*WHAT TO DO*.
1. List the headings of the main reasons for going green that the article on green real estate investing below gives.
2. According to the article on green real estate investing below, how much higher do green properties appraise than a comparable home?
3. Resume the article on green real estate investing below, carrying on after its final sentence.

*PASSAGE PROVIDED*.

** Start **

Why Smart Investors are Going Green

by Jim Simcoe on March 5, 2010

  
green real estate investing

I am a tree-hugging capitalist.

If you’re a real estate investor, you should be as well.  Going green is the single greatest advantage for any real estate investor in any real estate market. 

Why?

Four main reasons:

Bigger Pockets- Put simply, green properties sell (or rent) faster and for more money.  Green properties cost less to operate (usually 30-60% less) and are more valuable.  In fact, they appraise average of 10-15% higher than a comparable home according to a study done by SmartMoney in 2008.

Higher Demand- The demand for green properties (SFR, rentals, commercial, multi-family, etc) continues to skyrocket.  As consumers become more educated about green living they are more frequently demanding green elements. ‘Green’ used to be only for the tree-huggers. Now it’s for anyone who wants lower utility bills and a healthier, more comfortable place to live or work.  The fact that ‘green’ is en vogue right now is a bonus.

Limited Supply- Green homes continue to account for a very small piece of the residential marketplace.  Even with builders and rehabbers hopping on the green bandwagon, supply is far less than current demand. It will be several years before this ratio starts to even out.

Free Cash!- Right now there are literally billions of dollars available to real estate investors to either build or rehab green. Money is available through a variety of rebates, incentives, tax credits, etc for all levels of green property upgrades.  From $2 lightbulb rebates to $250,000 subsidies for green building, the incentives are there.  A great place to find them is the Database of State Incentives for Renewables and Efficiency.

** End **

*DATASET ENTRIES*.
** Start **

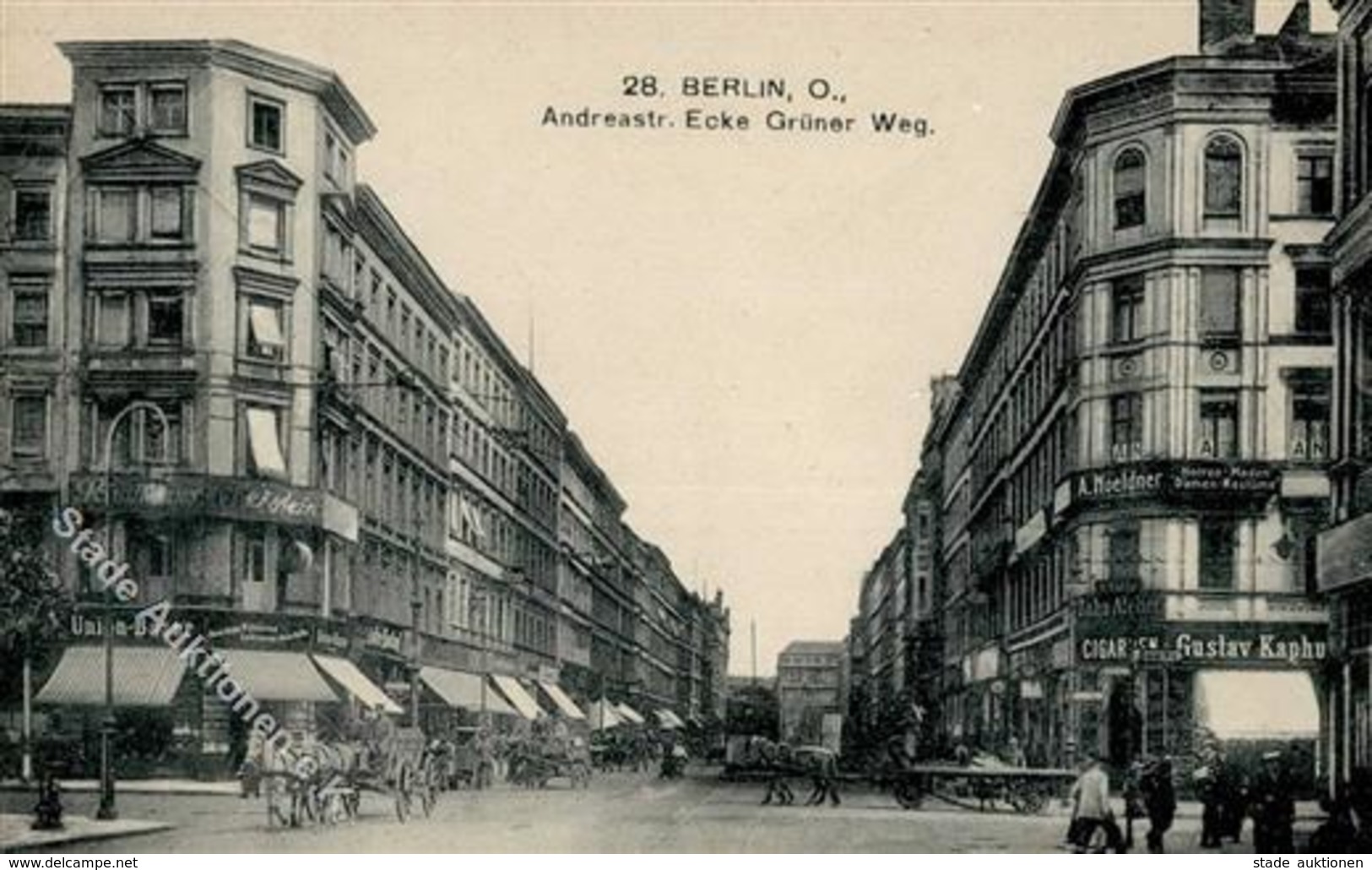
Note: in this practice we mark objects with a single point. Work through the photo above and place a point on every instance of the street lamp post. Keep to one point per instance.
(107, 810)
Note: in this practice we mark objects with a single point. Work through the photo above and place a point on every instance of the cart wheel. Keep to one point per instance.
(908, 795)
(1028, 800)
(402, 795)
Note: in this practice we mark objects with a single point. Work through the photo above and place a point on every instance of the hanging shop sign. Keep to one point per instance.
(1201, 644)
(257, 630)
(383, 639)
(202, 494)
(1120, 608)
(1187, 483)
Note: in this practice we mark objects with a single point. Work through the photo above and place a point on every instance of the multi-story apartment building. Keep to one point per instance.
(228, 354)
(808, 688)
(1134, 461)
(1345, 557)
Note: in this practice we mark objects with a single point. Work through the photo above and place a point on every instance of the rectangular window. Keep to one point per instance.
(1313, 313)
(166, 318)
(267, 124)
(1223, 179)
(1315, 184)
(29, 435)
(1218, 424)
(29, 310)
(265, 442)
(166, 109)
(1220, 303)
(32, 215)
(265, 224)
(267, 340)
(1310, 438)
(1217, 563)
(169, 213)
(113, 323)
(1126, 427)
(117, 215)
(118, 110)
(1123, 542)
(254, 555)
(1126, 309)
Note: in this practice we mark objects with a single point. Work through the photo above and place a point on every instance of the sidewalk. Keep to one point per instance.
(135, 786)
(17, 836)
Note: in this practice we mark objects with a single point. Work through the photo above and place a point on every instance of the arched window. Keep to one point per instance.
(1131, 190)
(1223, 179)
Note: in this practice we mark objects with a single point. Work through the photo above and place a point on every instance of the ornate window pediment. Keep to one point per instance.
(140, 160)
(269, 177)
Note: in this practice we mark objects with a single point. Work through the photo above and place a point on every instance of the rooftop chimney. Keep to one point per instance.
(1224, 22)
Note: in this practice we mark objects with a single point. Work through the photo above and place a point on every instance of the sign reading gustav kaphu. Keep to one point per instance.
(1201, 644)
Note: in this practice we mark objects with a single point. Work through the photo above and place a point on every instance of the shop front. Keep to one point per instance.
(1169, 688)
(1345, 575)
(169, 718)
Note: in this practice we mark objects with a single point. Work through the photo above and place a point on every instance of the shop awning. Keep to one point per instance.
(566, 705)
(347, 674)
(143, 677)
(519, 696)
(272, 676)
(464, 690)
(603, 715)
(1257, 704)
(669, 720)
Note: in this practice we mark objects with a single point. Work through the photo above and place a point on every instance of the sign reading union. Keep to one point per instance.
(1231, 645)
(202, 494)
(1178, 482)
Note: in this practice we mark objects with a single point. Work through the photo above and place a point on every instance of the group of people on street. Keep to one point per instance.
(1225, 797)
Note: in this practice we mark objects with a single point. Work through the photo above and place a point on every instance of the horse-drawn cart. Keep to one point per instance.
(981, 786)
(324, 781)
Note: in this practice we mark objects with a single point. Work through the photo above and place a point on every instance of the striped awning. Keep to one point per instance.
(630, 714)
(519, 696)
(669, 720)
(355, 682)
(143, 677)
(274, 676)
(603, 715)
(566, 705)
(464, 690)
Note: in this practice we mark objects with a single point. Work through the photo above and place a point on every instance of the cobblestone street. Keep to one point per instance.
(621, 813)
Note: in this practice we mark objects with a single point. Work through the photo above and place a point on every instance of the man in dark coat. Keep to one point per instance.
(1273, 807)
(1159, 800)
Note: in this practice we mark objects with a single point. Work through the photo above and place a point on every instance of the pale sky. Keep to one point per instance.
(741, 327)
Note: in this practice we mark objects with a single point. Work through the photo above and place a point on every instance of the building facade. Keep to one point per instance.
(226, 353)
(1134, 463)
(1345, 552)
(810, 687)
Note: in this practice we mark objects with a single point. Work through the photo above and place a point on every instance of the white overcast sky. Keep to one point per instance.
(741, 329)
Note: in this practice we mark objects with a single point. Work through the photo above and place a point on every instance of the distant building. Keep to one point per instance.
(808, 685)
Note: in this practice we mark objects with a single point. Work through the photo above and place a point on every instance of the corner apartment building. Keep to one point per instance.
(1130, 468)
(1345, 551)
(1136, 461)
(230, 356)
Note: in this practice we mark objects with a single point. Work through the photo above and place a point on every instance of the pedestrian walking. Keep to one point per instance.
(1273, 807)
(777, 762)
(1211, 792)
(1159, 802)
(825, 778)
(1091, 808)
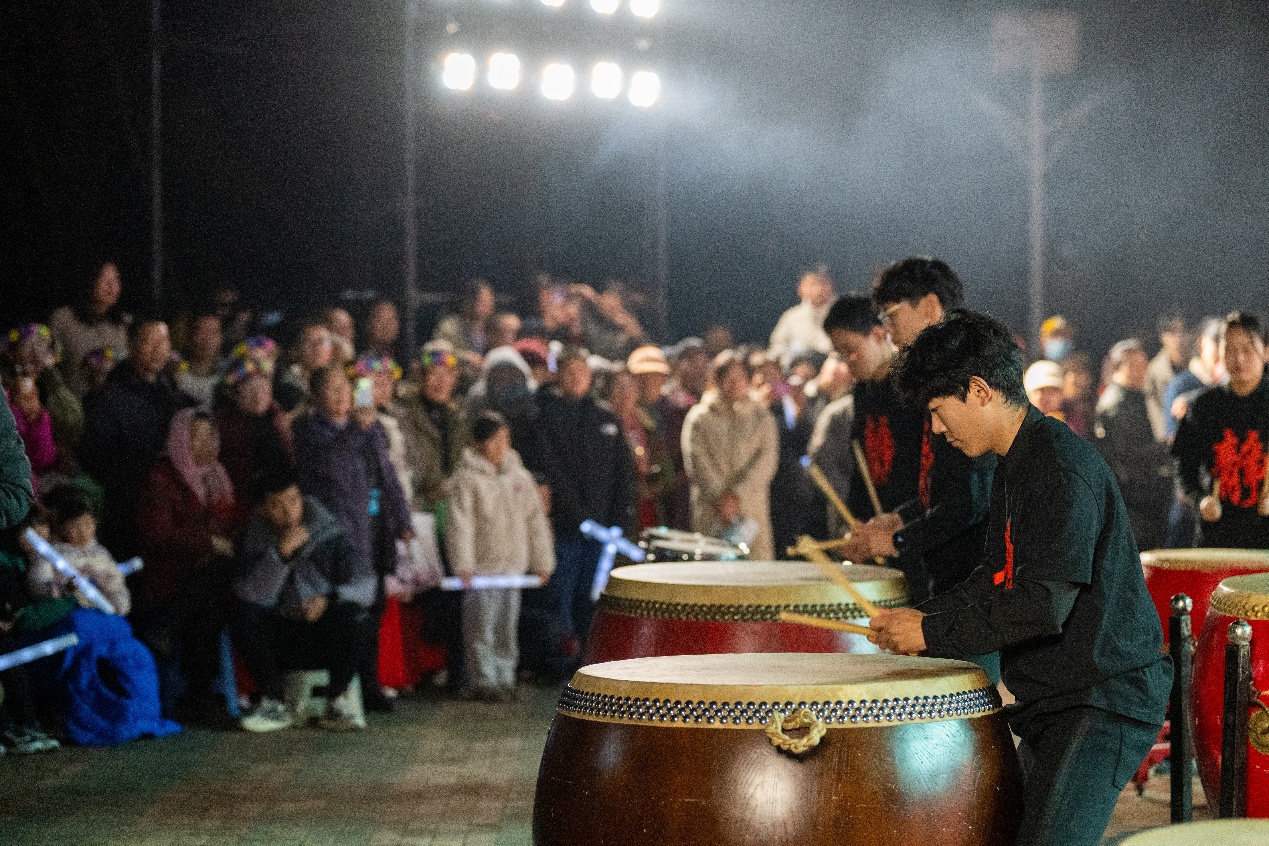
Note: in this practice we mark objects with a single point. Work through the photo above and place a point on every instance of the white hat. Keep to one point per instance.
(1042, 374)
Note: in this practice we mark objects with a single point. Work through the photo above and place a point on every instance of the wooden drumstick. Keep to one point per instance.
(820, 623)
(862, 462)
(825, 486)
(822, 482)
(824, 544)
(806, 548)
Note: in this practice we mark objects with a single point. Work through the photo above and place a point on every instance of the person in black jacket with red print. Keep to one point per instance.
(589, 468)
(1221, 444)
(1058, 591)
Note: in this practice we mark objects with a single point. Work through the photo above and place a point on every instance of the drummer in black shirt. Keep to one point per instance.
(1221, 444)
(1060, 591)
(890, 433)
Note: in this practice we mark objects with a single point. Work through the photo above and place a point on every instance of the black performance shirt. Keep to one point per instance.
(1060, 591)
(1223, 438)
(940, 488)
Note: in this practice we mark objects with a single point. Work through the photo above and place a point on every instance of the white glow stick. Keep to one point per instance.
(130, 566)
(37, 651)
(484, 582)
(81, 582)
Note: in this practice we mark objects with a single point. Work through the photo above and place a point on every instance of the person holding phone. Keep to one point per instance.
(341, 461)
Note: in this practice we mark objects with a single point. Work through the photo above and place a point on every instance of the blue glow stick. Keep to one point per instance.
(614, 542)
(484, 582)
(81, 584)
(37, 651)
(130, 566)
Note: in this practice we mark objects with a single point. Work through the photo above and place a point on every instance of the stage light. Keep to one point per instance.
(460, 71)
(645, 8)
(605, 80)
(504, 71)
(645, 89)
(557, 81)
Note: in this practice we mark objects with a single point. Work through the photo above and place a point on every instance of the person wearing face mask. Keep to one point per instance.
(254, 435)
(731, 452)
(1056, 339)
(1220, 447)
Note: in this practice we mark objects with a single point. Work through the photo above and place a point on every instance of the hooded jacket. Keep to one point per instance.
(324, 566)
(495, 523)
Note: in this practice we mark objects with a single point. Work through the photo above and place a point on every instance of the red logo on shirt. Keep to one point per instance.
(923, 483)
(1240, 468)
(878, 448)
(1006, 575)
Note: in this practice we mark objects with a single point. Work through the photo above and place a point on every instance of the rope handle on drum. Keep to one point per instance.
(778, 724)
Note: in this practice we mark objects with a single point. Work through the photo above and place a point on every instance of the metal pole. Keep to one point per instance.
(663, 232)
(1037, 142)
(156, 152)
(410, 211)
(1234, 729)
(1180, 719)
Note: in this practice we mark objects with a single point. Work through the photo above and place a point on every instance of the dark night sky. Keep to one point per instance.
(795, 133)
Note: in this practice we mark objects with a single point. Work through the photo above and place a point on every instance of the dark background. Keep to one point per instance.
(792, 133)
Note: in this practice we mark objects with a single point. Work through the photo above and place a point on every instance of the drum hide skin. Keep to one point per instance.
(611, 781)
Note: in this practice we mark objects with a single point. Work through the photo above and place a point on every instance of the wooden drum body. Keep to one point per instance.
(1196, 572)
(1244, 598)
(731, 606)
(677, 751)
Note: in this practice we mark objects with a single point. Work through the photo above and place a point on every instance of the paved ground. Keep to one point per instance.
(433, 774)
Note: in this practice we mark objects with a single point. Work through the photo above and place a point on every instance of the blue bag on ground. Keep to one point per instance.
(111, 683)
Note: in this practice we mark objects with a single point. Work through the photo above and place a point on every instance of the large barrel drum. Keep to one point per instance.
(1244, 598)
(731, 606)
(781, 750)
(1196, 572)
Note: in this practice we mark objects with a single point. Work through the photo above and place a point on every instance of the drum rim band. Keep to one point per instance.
(1231, 600)
(736, 613)
(1206, 559)
(750, 714)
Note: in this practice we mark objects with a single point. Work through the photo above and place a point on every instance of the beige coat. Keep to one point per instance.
(495, 523)
(731, 448)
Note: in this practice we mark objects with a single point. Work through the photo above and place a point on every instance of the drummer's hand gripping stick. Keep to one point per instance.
(825, 486)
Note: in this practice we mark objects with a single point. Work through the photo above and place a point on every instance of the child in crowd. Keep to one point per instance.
(22, 620)
(75, 538)
(495, 524)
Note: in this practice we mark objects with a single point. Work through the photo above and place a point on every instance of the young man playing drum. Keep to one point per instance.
(1060, 590)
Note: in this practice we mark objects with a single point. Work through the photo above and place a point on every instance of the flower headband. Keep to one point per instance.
(371, 367)
(255, 348)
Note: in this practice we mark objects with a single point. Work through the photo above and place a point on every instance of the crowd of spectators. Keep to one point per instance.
(284, 483)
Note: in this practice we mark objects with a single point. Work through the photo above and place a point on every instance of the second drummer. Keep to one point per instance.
(1060, 590)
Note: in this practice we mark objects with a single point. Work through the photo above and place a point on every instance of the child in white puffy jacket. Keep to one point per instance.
(494, 525)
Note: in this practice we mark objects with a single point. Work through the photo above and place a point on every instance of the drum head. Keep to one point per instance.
(1213, 558)
(1246, 596)
(1218, 832)
(742, 690)
(753, 582)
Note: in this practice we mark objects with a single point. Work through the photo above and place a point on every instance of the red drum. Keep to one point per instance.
(1244, 598)
(781, 750)
(731, 606)
(1196, 572)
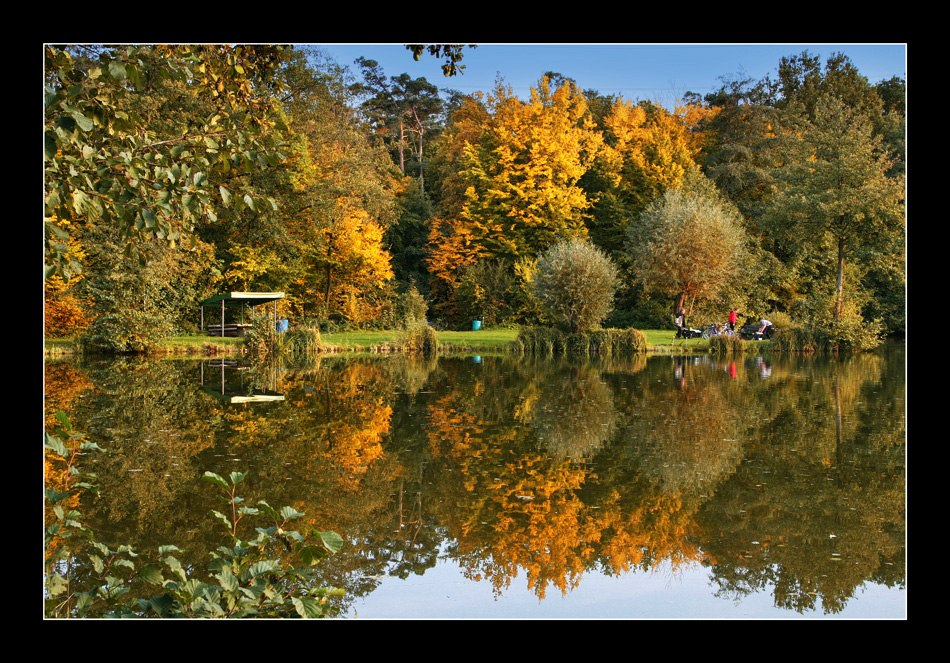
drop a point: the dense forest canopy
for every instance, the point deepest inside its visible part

** End **

*EXERCISE ANSWERS*.
1. Bigger Pockets, Higher Demand, Limited Supply, Free Cash!

2. An average of 10-15% higher, according to a 2008 SmartMoney study.

3.
In this current economic climate it pays to be a tree-hugging-capitalist-real-estate-investor. You make more money, get your expenses subsidized, create healthier, high performance properties, have little competition, tons of demand and protect the planet in the process. Going green is a no-brainer because right now it’s an opportunity and an advantage.  Soon it will be regulated and required everywhere.  The question isn’t whether to pursue green; it’s when.

And the answer to that for savvy real estate investors is right now.

Photo: earcos

Related posts:

  1. Investing in a Green Home
  2. Weird & Interesting Real Estate Stories: Old, Green, Fixers
  3. Conserve Energy, Recycle, Go Green! Congrats to An Inconvenient Truth!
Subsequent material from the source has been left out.